• _EXERCISE A_: From the Zariya project description, extract the text starting at "What it does" and ending at "(911 / SOS Mode)".
• _EXERCISE B_: In the Zariya project description, what does the name Zariya mean in Urdu/Hindi?

• _PASSAGE_:
((
Inspiration
Communication is one of the most universal human struggles yet most tools built to help are either too expensive, too complex, or too slow to give feedback when it actually matters. The name Zariya means medium or channel in Urdu/Hindi and that's exactly what we wanted to build: a bridge between what you mean to say and how the world actually hears you. We were inspired by the millions of people who freeze in interviews, lose confidence mid pitch, or simply never get feedback on how they speak not just what they say. We wanted to build something that works in real time, feels human, and is accessible enough to reach anyone even on WhatsApp. But then we pushed further. What if the same voice understanding layer could detect distress? What if someone in danger could trigger an SOS just by speaking? That's when Zariya became more than a communication coach it became a safety net too.
What it does
Zariya is a real time AI powered communication and safety platform with two core modes:
- Communication Coach
Records your speech via mic and transcribes it in real time Analyzes your response for filler words, pauses, clarity, tone, and confidence Uses Google Gemini to generate structured feedback + an improved version of your answer Plays back the enhanced response in a natural human voice via ElevenLabs TTS so you hear how you should have said it Delivers a full feedback report directly to your WhatsApp via the ElevenLabs WhatsApp Agent no app download needed Zapier Webhooks trigger automated downstream actions logging sessions, notifying contacts, or firing follow up workflows the moment a session completes
- Safety Layer (911 / SOS Mode)
))
• _EXTRACTED MATERIAL_:
((
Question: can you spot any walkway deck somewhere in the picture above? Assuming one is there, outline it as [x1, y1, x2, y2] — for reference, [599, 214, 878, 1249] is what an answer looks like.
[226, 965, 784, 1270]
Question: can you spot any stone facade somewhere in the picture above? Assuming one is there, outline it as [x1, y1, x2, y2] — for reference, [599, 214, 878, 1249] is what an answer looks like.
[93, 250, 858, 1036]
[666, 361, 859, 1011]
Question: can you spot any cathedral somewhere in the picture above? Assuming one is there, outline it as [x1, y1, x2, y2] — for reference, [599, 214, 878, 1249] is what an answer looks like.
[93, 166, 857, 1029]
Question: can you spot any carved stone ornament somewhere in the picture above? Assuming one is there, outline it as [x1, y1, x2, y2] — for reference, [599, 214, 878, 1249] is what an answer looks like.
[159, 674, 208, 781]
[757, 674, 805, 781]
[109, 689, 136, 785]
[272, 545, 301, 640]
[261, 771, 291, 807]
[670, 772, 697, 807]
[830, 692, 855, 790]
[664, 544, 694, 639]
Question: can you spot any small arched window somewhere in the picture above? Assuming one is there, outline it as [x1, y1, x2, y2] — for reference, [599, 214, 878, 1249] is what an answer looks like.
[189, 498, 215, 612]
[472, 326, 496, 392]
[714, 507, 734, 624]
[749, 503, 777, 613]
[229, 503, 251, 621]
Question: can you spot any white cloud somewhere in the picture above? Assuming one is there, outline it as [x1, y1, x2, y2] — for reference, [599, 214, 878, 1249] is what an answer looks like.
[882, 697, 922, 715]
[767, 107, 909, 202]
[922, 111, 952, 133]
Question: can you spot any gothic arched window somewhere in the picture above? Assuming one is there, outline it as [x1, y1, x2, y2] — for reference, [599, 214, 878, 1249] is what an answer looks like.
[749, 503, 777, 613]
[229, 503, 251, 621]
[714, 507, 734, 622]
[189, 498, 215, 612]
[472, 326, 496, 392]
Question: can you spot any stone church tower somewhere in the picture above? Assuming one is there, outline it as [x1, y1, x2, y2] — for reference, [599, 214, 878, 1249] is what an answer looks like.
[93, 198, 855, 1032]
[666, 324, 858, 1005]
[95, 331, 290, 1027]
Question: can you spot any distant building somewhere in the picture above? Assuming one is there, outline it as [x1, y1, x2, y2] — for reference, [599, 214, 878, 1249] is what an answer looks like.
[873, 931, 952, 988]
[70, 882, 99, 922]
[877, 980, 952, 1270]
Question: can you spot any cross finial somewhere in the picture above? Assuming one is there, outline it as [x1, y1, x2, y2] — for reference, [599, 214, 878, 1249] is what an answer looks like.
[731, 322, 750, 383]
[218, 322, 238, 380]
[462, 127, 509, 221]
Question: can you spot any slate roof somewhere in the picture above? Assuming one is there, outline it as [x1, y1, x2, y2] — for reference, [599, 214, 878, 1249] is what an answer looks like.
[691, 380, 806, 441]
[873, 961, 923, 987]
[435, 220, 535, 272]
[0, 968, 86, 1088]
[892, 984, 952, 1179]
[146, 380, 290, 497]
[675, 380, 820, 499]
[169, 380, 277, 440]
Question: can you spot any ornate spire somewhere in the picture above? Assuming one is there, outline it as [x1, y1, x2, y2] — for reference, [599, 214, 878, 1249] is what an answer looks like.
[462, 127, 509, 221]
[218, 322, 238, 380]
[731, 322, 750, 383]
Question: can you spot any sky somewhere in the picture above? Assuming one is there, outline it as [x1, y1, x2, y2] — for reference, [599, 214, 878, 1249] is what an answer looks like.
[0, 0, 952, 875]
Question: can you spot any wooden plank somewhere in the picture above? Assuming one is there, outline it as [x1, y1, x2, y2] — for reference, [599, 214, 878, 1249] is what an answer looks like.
))
• _SOLUTION A_:
What it does
Zariya is a real time AI powered communication and safety platform with two core modes:
- Communication Coach
Records your speech via mic and transcribes it in real time Analyzes your response for filler words, pauses, clarity, tone, and confidence Uses Google Gemini to generate structured feedback + an improved version of your answer Plays back the enhanced response in a natural human voice via ElevenLabs TTS so you hear how you should have said it Delivers a full feedback report directly to your WhatsApp via the ElevenLabs WhatsApp Agent no app download needed Zapier Webhooks trigger automated downstream actions logging sessions, notifying contacts, or firing follow up workflows the moment a session completes
- Safety Layer (911 / SOS Mode)

• _SOLUTION B_: Medium or channel.